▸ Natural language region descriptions
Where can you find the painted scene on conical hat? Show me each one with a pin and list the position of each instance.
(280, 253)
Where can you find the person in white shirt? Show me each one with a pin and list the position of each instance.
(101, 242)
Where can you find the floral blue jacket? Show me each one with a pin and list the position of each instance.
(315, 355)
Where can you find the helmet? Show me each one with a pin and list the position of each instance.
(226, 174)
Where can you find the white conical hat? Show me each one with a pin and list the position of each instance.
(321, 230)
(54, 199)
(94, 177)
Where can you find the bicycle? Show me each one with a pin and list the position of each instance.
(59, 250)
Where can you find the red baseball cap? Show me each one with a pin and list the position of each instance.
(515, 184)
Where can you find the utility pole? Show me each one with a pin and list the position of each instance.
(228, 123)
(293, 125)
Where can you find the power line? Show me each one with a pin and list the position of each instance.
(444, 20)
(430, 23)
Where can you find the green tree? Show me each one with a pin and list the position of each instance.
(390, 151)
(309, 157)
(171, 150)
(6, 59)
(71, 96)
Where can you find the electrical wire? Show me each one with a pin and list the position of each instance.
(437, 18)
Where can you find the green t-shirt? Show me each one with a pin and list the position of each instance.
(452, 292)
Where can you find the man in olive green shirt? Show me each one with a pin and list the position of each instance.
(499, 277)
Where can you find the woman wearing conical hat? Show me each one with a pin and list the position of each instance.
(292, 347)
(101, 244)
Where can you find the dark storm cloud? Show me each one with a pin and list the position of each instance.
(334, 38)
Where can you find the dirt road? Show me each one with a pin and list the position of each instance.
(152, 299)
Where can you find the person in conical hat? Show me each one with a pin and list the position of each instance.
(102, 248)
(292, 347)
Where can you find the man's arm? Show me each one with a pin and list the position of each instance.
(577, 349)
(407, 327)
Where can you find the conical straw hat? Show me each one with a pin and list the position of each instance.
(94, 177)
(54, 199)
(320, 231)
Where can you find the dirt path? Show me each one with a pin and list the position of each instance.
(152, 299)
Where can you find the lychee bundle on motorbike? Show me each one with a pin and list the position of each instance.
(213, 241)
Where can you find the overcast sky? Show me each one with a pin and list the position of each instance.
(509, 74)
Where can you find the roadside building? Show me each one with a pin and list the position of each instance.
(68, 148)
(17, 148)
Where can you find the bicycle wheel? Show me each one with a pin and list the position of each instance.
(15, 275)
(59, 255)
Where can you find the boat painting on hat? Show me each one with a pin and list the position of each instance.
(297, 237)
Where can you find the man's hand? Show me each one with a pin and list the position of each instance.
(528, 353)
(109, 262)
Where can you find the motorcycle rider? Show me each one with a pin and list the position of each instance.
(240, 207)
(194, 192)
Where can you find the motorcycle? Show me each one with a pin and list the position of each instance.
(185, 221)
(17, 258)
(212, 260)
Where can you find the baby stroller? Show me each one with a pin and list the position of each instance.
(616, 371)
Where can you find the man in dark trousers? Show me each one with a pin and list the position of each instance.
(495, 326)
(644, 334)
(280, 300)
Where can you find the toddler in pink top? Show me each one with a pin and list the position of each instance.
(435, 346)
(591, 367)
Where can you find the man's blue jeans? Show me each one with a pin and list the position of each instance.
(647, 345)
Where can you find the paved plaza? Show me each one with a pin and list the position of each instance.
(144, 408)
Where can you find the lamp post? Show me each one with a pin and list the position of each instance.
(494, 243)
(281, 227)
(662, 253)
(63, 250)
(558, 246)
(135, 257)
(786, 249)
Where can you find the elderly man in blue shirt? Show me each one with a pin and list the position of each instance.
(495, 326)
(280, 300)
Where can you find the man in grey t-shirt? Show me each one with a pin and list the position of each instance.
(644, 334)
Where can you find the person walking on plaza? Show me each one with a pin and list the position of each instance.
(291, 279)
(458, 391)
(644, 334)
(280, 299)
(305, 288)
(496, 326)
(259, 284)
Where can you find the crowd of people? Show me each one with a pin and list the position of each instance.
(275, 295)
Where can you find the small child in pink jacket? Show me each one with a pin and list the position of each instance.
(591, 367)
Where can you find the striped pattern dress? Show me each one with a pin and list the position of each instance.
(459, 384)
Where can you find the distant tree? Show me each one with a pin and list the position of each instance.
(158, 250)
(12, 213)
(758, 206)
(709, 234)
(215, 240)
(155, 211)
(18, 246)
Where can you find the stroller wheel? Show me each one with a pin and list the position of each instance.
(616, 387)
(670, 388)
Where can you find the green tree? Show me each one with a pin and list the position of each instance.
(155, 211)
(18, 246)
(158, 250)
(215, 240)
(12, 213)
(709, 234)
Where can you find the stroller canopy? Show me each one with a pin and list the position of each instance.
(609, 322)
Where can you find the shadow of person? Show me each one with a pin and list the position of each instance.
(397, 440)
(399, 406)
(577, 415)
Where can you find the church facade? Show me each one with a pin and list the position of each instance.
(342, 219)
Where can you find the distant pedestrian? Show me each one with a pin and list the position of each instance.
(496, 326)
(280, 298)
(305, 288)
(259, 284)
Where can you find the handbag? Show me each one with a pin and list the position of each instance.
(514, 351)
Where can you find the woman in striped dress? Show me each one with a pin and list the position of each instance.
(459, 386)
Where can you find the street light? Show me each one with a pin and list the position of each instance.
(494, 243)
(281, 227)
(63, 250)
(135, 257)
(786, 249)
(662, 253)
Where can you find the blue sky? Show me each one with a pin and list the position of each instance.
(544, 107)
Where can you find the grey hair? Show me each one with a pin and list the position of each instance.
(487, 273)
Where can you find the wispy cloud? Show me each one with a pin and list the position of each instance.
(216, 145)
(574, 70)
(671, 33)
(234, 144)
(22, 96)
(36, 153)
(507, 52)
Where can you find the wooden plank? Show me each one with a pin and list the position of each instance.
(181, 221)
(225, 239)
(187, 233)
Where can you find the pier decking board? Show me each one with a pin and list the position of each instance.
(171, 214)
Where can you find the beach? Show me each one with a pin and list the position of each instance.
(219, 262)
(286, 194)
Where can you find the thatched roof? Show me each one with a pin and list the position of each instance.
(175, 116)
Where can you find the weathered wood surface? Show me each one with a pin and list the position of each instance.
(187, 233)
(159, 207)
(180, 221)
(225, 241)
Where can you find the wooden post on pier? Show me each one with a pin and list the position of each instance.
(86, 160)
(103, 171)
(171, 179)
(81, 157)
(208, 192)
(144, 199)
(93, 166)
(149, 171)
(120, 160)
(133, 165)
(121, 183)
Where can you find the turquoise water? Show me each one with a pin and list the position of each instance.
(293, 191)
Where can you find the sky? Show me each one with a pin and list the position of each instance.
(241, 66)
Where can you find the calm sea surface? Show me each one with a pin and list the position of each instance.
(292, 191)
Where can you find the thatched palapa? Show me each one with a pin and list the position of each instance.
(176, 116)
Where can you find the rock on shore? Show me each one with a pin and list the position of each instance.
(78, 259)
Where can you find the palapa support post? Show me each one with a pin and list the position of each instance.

▸ WORK REQUIRED
All the records are to be transcribed exactly, with no line missing.

▸ ANSWER TO THIS TASK
Where can you find the painted scene on conical hat? Show me each one with a pin and list the position of each instance.
(280, 253)
Where can you find the person in white shirt? Show me each one with a pin and list the position of each instance.
(101, 242)
Where can you find the floral blue jacket? Show me each one with a pin and list the position of each instance.
(315, 355)
Where can you find the helmet? Show me each one with a pin and list the position of each instance.
(226, 174)
Where can you find the white conical hat? Show me each one with a pin and list the position of each instance.
(321, 230)
(54, 199)
(94, 177)
Where can you find the bicycle? Show me each one with a pin and list the position of each instance.
(59, 250)
Where can you find the red baseball cap? Show me each one with a pin and list the position of each instance.
(515, 184)
Where can you find the utility pole? Show me each one with a pin and list the position of each instance.
(228, 123)
(293, 125)
Where can you find the power line? Show me each one with a pin and list the position of each instance.
(444, 20)
(430, 23)
Where can you find the green tree? Show me each one with a pin and list the position of each instance.
(390, 151)
(309, 157)
(171, 150)
(6, 59)
(71, 96)
Where can you find the electrical wire? Show me each one with a pin and list the position of each instance.
(437, 18)
Where can you find the green t-shirt? Show me each one with a pin and list the position of each instance.
(452, 292)
Where can you find the man in olive green shirt? Show me each one with a pin and list the position of each instance.
(499, 277)
Where can you find the woman wearing conical hat? Show me each one with a pin and list the position of each instance.
(292, 347)
(101, 244)
Where can you find the dark storm cloud? Show me each one with a pin and list the position of each instance.
(334, 38)
Where can you find the dirt road? Show me each one with a pin and list the position of each instance.
(152, 299)
Where can you find the person in conical hat? Show me each one with a pin and list the position of each instance.
(102, 248)
(292, 347)
Where can you find the man's arm? Show me each one with a pin and list the position of each instance.
(577, 349)
(407, 327)
Where can you find the conical straw hat? Show me each one with a pin and list the position of each instance.
(94, 177)
(54, 199)
(320, 231)
Where can you find the dirt path? Show me each one with a pin and list the position of each instance.
(152, 299)
Where can you find the lychee bundle on motorbike? Show me each one with a pin and list the position of each instance.
(213, 241)
Where can you find the overcast sky? Show me each one with a pin and list the position of each instance.
(509, 74)
Where can you find the roadside building? Show me each one with a pin and list the position of each instance.
(68, 148)
(17, 148)
Where can you find the bicycle wheel? Show me each one with a pin and list the position of each instance.
(15, 275)
(59, 255)
Where can you find the boat painting on hat? Show me each one with a pin and list the position of each instance.
(297, 237)
Where can you find the man's hand? Show me each one with a pin and list the position of each instance.
(528, 353)
(109, 262)
Where can you find the motorcycle rider? Show me each one with a pin and list the position of each instance.
(240, 207)
(194, 192)
Where can you find the motorcycle? Show me each one with a pin and list the position of each instance.
(185, 221)
(17, 258)
(212, 260)
Where can you find the baby stroller? Show me each one with a pin and list the position of each instance.
(616, 371)
Where can you find the man in dark trousers? Show me each one with a pin and list the position of each instance.
(495, 326)
(644, 334)
(280, 300)
Where can you find the toddler in pink top? Show me each one with a pin and list the position of each instance.
(435, 346)
(591, 367)
Where can you find the man's blue jeans? Show me each one with a pin and list the position of each instance.
(647, 345)
Where can you find the paved plaza? Show me each one with a pin and list the position of each instance.
(144, 408)
Where can you find the lamp post? Show me each one with a pin and list the position of each instance.
(494, 243)
(281, 227)
(662, 253)
(63, 250)
(558, 246)
(135, 257)
(786, 249)
Where can you find the elderly man in blue shirt? Show me each one with a pin and list the position of each instance.
(495, 326)
(280, 300)
Where can you find the man in grey t-shirt? Show me each one with a pin and list the position of each instance.
(644, 334)
Where can you find the person walking on plaza? Show me each one with a pin and list the position of each instance.
(291, 279)
(458, 391)
(644, 334)
(280, 299)
(305, 288)
(496, 326)
(259, 284)
Where can you find the crowd of people? Show me each one with a pin and list the position of each instance.
(275, 295)
Where can you find the small child in pink jacket? Show me each one with a pin and list the position of each instance.
(591, 367)
Where can you find the striped pattern dress? Show me each one with a pin and list the position of each instance.
(459, 384)
Where can you find the distant tree? Show me each one with a pin and list the position of each instance.
(158, 250)
(12, 213)
(758, 206)
(709, 234)
(215, 240)
(155, 211)
(18, 246)
Where can you find the stroller wheel? Show me each one with a pin and list the position of each instance.
(616, 387)
(670, 388)
Where can you find the green tree? Show me each one with a pin and list the position of each instance.
(155, 211)
(18, 246)
(158, 250)
(215, 240)
(12, 213)
(709, 234)
Where can you find the stroller canopy? Show me each one with a pin and list the position of each instance.
(609, 322)
Where can you find the shadow of person? Show me each one with a pin and list the position of each instance.
(397, 440)
(399, 406)
(577, 415)
Where can you find the church facade? Show me each one with a pin and list the position of each instance.
(342, 219)
Where can you find the distant pedestrian? Show me each one with a pin and list the position of each instance.
(496, 326)
(280, 298)
(305, 288)
(259, 284)
Where can you find the handbag? Show me each one with a pin and list the position of each instance.
(514, 351)
Where can you find the woman in striped dress? Show me each one with a pin and list the position of each instance.
(459, 386)
Where can you find the street light? Show me each one with a pin and list the position of each instance.
(494, 243)
(281, 227)
(63, 250)
(135, 257)
(786, 249)
(662, 253)
Where can you find the blue sky? Show me each one with a pin and list the position of each instance.
(544, 107)
Where can you find the grey hair? Show me each one with a pin and list the position of each instance.
(487, 273)
Where can you find the wispy cloud? Show me each one with a pin and list the position of each instance.
(216, 145)
(574, 70)
(671, 33)
(234, 144)
(22, 96)
(36, 153)
(507, 52)
Where can you find the wooden plank? Show me each one with a pin and list the position of each instance.
(181, 221)
(225, 239)
(187, 233)
Where can you find the pier decking board? Show me each one with a pin and list the position of each instance.
(171, 214)
Where can you find the beach? Show me each one with a pin and list the position of each instance.
(219, 262)
(286, 194)
Where can you find the thatched roof? Show me each one with a pin and list the position of each instance.
(175, 116)
Where can you find the weathered wood surface? Show me each one with a pin and list the position of each instance.
(187, 233)
(159, 207)
(180, 221)
(225, 241)
Where can you find the wooden post on pier? Show me each one with a pin and list the position of each instance.
(86, 160)
(103, 171)
(171, 179)
(81, 157)
(208, 192)
(144, 199)
(93, 166)
(149, 171)
(120, 160)
(133, 165)
(121, 183)
Where can you find the turquoise water? Show me each one with a pin and list the position of each instance.
(293, 191)
Where can you find the sky? Show me each one with a pin and list the position of each instance.
(241, 66)
Where can you find the calm sea surface? Show me each one with a pin and list the position of each instance.
(292, 191)
Where can you find the thatched palapa? Show me each one with a pin and list the position of each instance.
(176, 116)
Where can you find the rock on shore? Show me each one with a pin and list the position of each instance.
(78, 259)
Where can you find the palapa support post? Show me each one with a pin and list the position of each instance.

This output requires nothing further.